• **PROBLEM**:
An identical reprint of the entire listing below is expected.

• **EXERCISE INPUTS**:
------------------------------------------------

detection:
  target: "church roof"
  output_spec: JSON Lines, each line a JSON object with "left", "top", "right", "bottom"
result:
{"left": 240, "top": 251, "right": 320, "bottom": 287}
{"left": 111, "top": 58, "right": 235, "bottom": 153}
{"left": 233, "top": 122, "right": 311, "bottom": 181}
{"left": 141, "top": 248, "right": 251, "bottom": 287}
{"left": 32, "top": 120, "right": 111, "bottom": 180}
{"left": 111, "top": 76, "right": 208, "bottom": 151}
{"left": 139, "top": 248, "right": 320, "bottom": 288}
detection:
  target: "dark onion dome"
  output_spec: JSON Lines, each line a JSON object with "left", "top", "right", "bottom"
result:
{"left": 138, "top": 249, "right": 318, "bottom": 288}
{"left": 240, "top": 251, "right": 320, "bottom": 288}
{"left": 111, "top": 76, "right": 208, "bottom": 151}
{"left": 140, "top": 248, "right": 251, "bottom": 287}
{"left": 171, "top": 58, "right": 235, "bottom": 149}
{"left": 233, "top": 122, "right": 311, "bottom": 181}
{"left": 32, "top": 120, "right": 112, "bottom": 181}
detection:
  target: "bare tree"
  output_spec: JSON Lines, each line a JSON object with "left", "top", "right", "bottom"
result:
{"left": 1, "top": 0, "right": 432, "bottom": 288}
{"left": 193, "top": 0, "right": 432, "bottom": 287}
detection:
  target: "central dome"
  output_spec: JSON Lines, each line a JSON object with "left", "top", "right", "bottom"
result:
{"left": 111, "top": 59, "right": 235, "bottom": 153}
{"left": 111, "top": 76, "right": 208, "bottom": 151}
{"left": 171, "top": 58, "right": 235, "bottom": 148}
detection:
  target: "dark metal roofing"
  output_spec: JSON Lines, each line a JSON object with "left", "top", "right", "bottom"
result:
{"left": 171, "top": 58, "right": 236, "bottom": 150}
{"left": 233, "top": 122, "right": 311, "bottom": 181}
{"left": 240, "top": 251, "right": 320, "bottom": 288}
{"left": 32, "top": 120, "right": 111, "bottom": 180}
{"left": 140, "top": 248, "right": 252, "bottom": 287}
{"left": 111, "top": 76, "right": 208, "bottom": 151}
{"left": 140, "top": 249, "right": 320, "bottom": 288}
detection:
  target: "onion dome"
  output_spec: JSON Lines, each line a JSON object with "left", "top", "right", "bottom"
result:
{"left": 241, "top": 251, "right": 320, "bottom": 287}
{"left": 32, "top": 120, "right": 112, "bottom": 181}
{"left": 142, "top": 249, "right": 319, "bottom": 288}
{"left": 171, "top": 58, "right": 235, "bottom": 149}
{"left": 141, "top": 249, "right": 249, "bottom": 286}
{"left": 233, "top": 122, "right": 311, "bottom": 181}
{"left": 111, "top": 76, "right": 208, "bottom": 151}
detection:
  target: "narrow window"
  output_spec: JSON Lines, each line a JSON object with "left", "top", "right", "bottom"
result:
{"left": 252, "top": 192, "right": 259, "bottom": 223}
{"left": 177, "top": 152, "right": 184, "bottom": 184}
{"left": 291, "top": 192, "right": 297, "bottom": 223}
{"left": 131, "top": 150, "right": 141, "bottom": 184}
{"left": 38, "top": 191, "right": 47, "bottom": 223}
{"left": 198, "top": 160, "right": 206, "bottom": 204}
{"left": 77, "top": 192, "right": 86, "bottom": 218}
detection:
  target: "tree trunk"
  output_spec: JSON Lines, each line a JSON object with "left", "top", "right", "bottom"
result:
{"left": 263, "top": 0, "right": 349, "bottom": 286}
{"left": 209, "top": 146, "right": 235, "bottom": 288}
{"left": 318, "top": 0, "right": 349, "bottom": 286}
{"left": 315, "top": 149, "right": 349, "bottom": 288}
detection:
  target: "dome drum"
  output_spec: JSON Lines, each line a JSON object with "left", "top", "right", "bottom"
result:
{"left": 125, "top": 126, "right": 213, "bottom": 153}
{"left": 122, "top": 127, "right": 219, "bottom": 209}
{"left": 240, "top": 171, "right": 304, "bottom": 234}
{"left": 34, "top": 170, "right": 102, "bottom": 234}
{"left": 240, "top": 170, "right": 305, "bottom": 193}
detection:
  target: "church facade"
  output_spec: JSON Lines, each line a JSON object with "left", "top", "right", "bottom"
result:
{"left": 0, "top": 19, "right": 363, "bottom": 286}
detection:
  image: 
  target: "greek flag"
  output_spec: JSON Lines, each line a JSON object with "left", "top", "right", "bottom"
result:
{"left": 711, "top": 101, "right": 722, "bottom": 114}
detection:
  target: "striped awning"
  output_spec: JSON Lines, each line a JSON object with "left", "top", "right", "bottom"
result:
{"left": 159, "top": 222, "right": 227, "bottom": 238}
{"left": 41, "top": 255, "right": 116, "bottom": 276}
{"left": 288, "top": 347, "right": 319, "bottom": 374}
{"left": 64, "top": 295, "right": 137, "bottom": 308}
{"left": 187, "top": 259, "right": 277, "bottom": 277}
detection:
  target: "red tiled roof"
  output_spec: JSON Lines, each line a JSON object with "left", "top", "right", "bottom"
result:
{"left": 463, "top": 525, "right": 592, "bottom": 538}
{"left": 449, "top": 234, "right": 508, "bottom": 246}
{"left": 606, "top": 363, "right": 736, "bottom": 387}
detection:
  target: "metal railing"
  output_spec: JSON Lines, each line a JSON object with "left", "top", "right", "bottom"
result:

------------------------------------------------

• **RESPONSE TO THE TASK**:
detection:
  target: "church roof"
  output_spec: JSON Lines, each line a JSON object with "left", "top", "right", "bottom"
result:
{"left": 240, "top": 251, "right": 320, "bottom": 287}
{"left": 111, "top": 58, "right": 235, "bottom": 153}
{"left": 233, "top": 122, "right": 311, "bottom": 181}
{"left": 141, "top": 248, "right": 251, "bottom": 287}
{"left": 32, "top": 120, "right": 111, "bottom": 180}
{"left": 111, "top": 76, "right": 208, "bottom": 151}
{"left": 139, "top": 248, "right": 320, "bottom": 288}
detection:
  target: "dark onion dome"
  output_spec: JSON Lines, each line a JSON object with "left", "top", "right", "bottom"
result:
{"left": 138, "top": 249, "right": 318, "bottom": 288}
{"left": 240, "top": 251, "right": 320, "bottom": 288}
{"left": 111, "top": 76, "right": 208, "bottom": 151}
{"left": 140, "top": 248, "right": 251, "bottom": 287}
{"left": 171, "top": 58, "right": 235, "bottom": 149}
{"left": 233, "top": 122, "right": 311, "bottom": 181}
{"left": 32, "top": 120, "right": 112, "bottom": 181}
detection:
  target: "bare tree"
  output_spec: JSON Lines, each line a JSON object with "left", "top", "right", "bottom"
result:
{"left": 1, "top": 0, "right": 432, "bottom": 288}
{"left": 193, "top": 0, "right": 432, "bottom": 287}
detection:
  target: "central dome"
  output_spec: JSON Lines, each line a JSON object with "left", "top", "right", "bottom"
result:
{"left": 111, "top": 59, "right": 235, "bottom": 153}
{"left": 111, "top": 76, "right": 208, "bottom": 151}
{"left": 171, "top": 58, "right": 235, "bottom": 148}
detection:
  target: "dark metal roofing"
  output_spec: JSON Lines, each line a JSON object with "left", "top", "right", "bottom"
result:
{"left": 171, "top": 58, "right": 236, "bottom": 150}
{"left": 233, "top": 122, "right": 311, "bottom": 181}
{"left": 240, "top": 251, "right": 320, "bottom": 288}
{"left": 32, "top": 120, "right": 111, "bottom": 180}
{"left": 140, "top": 248, "right": 252, "bottom": 287}
{"left": 111, "top": 76, "right": 208, "bottom": 151}
{"left": 140, "top": 249, "right": 320, "bottom": 288}
detection:
  target: "onion dome"
  output_spec: JSON Lines, each line a JSON object with "left", "top", "right", "bottom"
result:
{"left": 241, "top": 251, "right": 320, "bottom": 287}
{"left": 32, "top": 120, "right": 112, "bottom": 181}
{"left": 142, "top": 249, "right": 319, "bottom": 288}
{"left": 171, "top": 58, "right": 235, "bottom": 149}
{"left": 141, "top": 249, "right": 249, "bottom": 286}
{"left": 233, "top": 122, "right": 311, "bottom": 181}
{"left": 111, "top": 76, "right": 208, "bottom": 151}
detection:
  target: "narrow window"
  output_spec: JSON Lines, each line a JSON object with "left", "top", "right", "bottom"
result:
{"left": 252, "top": 192, "right": 259, "bottom": 223}
{"left": 177, "top": 152, "right": 184, "bottom": 184}
{"left": 291, "top": 192, "right": 297, "bottom": 223}
{"left": 131, "top": 150, "right": 141, "bottom": 184}
{"left": 38, "top": 191, "right": 47, "bottom": 223}
{"left": 198, "top": 160, "right": 206, "bottom": 204}
{"left": 77, "top": 192, "right": 86, "bottom": 218}
detection:
  target: "tree trunk"
  output_spec: JSON Lines, each line a JSON object with "left", "top", "right", "bottom"
result:
{"left": 263, "top": 0, "right": 349, "bottom": 286}
{"left": 209, "top": 146, "right": 235, "bottom": 288}
{"left": 318, "top": 0, "right": 349, "bottom": 286}
{"left": 315, "top": 149, "right": 349, "bottom": 288}
detection:
  target: "dome drum"
  output_spec: JSON Lines, each line a JSON object with "left", "top", "right", "bottom"
result:
{"left": 125, "top": 126, "right": 213, "bottom": 153}
{"left": 122, "top": 127, "right": 219, "bottom": 209}
{"left": 240, "top": 171, "right": 304, "bottom": 234}
{"left": 34, "top": 170, "right": 102, "bottom": 234}
{"left": 240, "top": 170, "right": 305, "bottom": 193}
detection:
  target: "church facade"
  output_spec: JSON Lines, each line a JSON object with "left", "top", "right", "bottom"
result:
{"left": 0, "top": 19, "right": 363, "bottom": 286}
detection:
  image: 
  target: "greek flag"
  output_spec: JSON Lines, each line a JSON object with "left", "top", "right", "bottom"
result:
{"left": 711, "top": 101, "right": 722, "bottom": 114}
detection:
  target: "striped awning"
  output_spec: JSON Lines, each line a JSON object with "left", "top", "right", "bottom"
result:
{"left": 159, "top": 222, "right": 227, "bottom": 238}
{"left": 41, "top": 255, "right": 116, "bottom": 276}
{"left": 288, "top": 347, "right": 319, "bottom": 374}
{"left": 64, "top": 295, "right": 137, "bottom": 308}
{"left": 187, "top": 259, "right": 277, "bottom": 277}
detection:
  target: "red tiled roof"
  output_spec: JSON Lines, each line a JSON object with "left", "top", "right", "bottom"
result:
{"left": 463, "top": 525, "right": 592, "bottom": 538}
{"left": 449, "top": 234, "right": 508, "bottom": 246}
{"left": 606, "top": 363, "right": 736, "bottom": 387}
detection:
  target: "metal railing"
  output_spec: JSON Lines, each line a JSON object with "left", "top", "right", "bottom"
result:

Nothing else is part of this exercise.